**WORK REQUIRED:** Reproduce the records verbatim, from the line containing "[mark] forested hillside" through the final line of the records, inclusive.

**DATA PROVIDED:**
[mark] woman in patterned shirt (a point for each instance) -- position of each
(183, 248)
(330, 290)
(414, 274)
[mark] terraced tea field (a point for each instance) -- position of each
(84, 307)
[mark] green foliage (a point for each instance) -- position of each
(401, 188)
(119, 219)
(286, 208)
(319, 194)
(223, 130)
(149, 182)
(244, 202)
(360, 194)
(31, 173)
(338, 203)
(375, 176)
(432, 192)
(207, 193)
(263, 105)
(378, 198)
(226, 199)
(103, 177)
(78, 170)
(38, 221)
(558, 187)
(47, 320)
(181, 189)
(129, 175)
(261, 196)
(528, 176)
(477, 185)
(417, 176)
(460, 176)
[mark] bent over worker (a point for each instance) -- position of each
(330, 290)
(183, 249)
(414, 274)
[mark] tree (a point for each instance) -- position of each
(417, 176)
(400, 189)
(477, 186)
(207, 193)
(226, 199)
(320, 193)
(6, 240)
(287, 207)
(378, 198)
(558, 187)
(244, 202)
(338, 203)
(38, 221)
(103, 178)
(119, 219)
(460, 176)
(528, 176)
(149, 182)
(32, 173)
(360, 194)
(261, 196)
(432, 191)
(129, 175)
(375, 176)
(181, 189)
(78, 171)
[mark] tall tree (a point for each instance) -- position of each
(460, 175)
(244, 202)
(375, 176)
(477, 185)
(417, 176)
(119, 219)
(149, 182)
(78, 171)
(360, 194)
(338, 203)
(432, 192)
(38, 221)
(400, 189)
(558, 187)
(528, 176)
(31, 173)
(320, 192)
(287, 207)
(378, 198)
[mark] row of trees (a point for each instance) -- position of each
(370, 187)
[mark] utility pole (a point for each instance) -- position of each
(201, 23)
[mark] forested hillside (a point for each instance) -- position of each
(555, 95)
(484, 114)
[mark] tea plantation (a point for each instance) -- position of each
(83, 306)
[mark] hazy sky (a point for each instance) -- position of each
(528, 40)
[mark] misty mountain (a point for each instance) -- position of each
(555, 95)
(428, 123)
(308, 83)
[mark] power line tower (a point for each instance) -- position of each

**EXERCISE OUTPUT:**
[mark] forested hillside (a point for each instance) -- position of each
(555, 95)
(484, 114)
[mark] tea plantation (a point for each instance) -- position of each
(83, 306)
[mark] hazy sky (a point for each instance) -- position of each
(528, 40)
[mark] misty mountain (a point for each instance) -- position of each
(555, 95)
(428, 123)
(308, 83)
[mark] power line tower (a point for each instance) -- position of each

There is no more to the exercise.